=== WORK INSTRUCTION ===
Set down every record below exactly as it stands, leaving out the pictures.

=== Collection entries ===
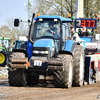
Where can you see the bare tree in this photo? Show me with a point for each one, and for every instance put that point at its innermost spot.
(9, 30)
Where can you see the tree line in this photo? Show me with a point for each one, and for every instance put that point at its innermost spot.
(51, 7)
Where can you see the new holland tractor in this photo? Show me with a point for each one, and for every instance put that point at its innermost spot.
(53, 54)
(5, 49)
(23, 43)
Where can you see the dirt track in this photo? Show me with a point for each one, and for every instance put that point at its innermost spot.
(88, 92)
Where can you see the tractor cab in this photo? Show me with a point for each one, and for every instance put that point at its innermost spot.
(5, 43)
(50, 31)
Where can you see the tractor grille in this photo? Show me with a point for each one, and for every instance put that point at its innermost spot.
(41, 52)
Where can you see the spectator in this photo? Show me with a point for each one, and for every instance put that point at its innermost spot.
(72, 31)
(84, 32)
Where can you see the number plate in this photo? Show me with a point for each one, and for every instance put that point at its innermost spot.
(37, 63)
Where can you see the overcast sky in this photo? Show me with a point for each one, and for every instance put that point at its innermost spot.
(13, 9)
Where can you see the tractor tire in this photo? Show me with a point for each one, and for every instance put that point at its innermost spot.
(78, 70)
(17, 77)
(3, 58)
(32, 78)
(64, 78)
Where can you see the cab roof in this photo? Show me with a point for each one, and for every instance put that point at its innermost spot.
(55, 17)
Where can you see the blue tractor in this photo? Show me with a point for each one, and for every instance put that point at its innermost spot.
(53, 54)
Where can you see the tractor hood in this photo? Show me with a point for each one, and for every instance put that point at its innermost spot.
(44, 43)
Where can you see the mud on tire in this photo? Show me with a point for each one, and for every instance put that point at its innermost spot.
(64, 78)
(78, 71)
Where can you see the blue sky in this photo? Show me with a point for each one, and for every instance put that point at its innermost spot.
(13, 9)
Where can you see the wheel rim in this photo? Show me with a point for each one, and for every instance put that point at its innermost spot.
(81, 67)
(70, 73)
(2, 58)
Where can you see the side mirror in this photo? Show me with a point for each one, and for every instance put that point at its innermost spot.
(16, 22)
(97, 37)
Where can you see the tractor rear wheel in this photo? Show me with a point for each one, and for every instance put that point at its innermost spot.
(64, 78)
(17, 77)
(3, 58)
(78, 71)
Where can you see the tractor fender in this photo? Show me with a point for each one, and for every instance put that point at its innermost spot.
(21, 50)
(69, 46)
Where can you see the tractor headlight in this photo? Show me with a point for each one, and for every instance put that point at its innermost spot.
(40, 52)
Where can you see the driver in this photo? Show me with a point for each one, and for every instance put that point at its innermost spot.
(52, 30)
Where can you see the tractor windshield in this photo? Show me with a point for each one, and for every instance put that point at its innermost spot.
(47, 28)
(4, 42)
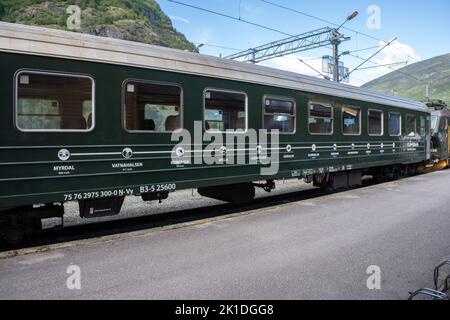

=== FINISHED EXERCISE ===
Where can you see the bare tree in this photo? Show me with a point for each one, and for every instance put that point at its innermost spot.
(9, 30)
Where can you see the tree line in this photo? Show me with a point for each one, and for every instance put that point at its innermost spot.
(51, 7)
Where can you see the new holland tractor in this photo? Show me with a point for each one, and for every instance put that point at its innermost spot.
(53, 54)
(5, 49)
(23, 43)
Where can you see the dirt track in this photo? Show me with a point for each one, and for every instance put that point at its innermost spot.
(88, 92)
Where can you see the tractor cab in this photo? Show me with a point for each one, and for every instance put that point at its innermost spot.
(5, 43)
(50, 31)
Where can you see the tractor grille in this photo? Show me with a point for each one, and for every instance put that point at its innermost spot.
(41, 52)
Where can you see the spectator in this photo? Show me with a point for each one, and for every instance put that point at its innermost spot.
(72, 31)
(84, 32)
Where can you see the number plate in this photo? Show me with a point for each one, and for every instance put that point at its innermost spot.
(37, 63)
Where can you see the overcast sky in this photo? Show me with a point for each one, and for every instance put that point at its innermost spot.
(13, 9)
Where can you see the tractor tire in this photo? Show me with a point for each one, and for every instance put that point at its innermost spot.
(78, 70)
(17, 77)
(3, 58)
(32, 78)
(64, 78)
Where can you see the cab roof in this photo? Show me with a point for each one, and for every instance put that point at its innermost spot.
(55, 17)
Where can you see the blue tractor in this photo? Show me with a point for each one, and for every instance put that point at its innermost spot.
(53, 54)
Where can you see the tractor hood in this photo? Show me with a point for each one, and for every instance put that point at its innermost spot.
(44, 43)
Where can you see the mud on tire in this photo? Show me with a point for each one, and for every instance put that point at its innermost spot.
(64, 78)
(78, 71)
Where can you see the blue sky in this photo? Show me with a point for each one, and for every instance put that point at its innermost spot.
(13, 9)
Where can you see the wheel rim in this photo? Show me with a point for each one, and for every instance put that point at its innermost spot.
(81, 67)
(70, 73)
(2, 58)
Where can you see the side mirror in this photo? Show me with a point for each one, and for every instance put that point at its innermost spot.
(16, 22)
(97, 37)
Where can you see the tractor rear wheel in this photo? Show me with a point for each one, and for every instance put that point at its innermost spot.
(64, 78)
(17, 77)
(3, 58)
(78, 71)
Where can you see the tractor fender in this photo? Show me with a point for each one, and for every instance put that point at its innermost spot.
(21, 50)
(69, 46)
Where can you see the tractor headlight in this photo? Show me with a point for each one, and for every instance put that point at its innermost spot.
(40, 52)
Where can you see the driver in this photo? Show me with a point for each one, and for every instance put that point at its innermost spot.
(52, 30)
Where can you see the tractor windshield in this photo? Show me with a point for each one, and for every instance put that point at its innermost spot.
(47, 28)
(4, 42)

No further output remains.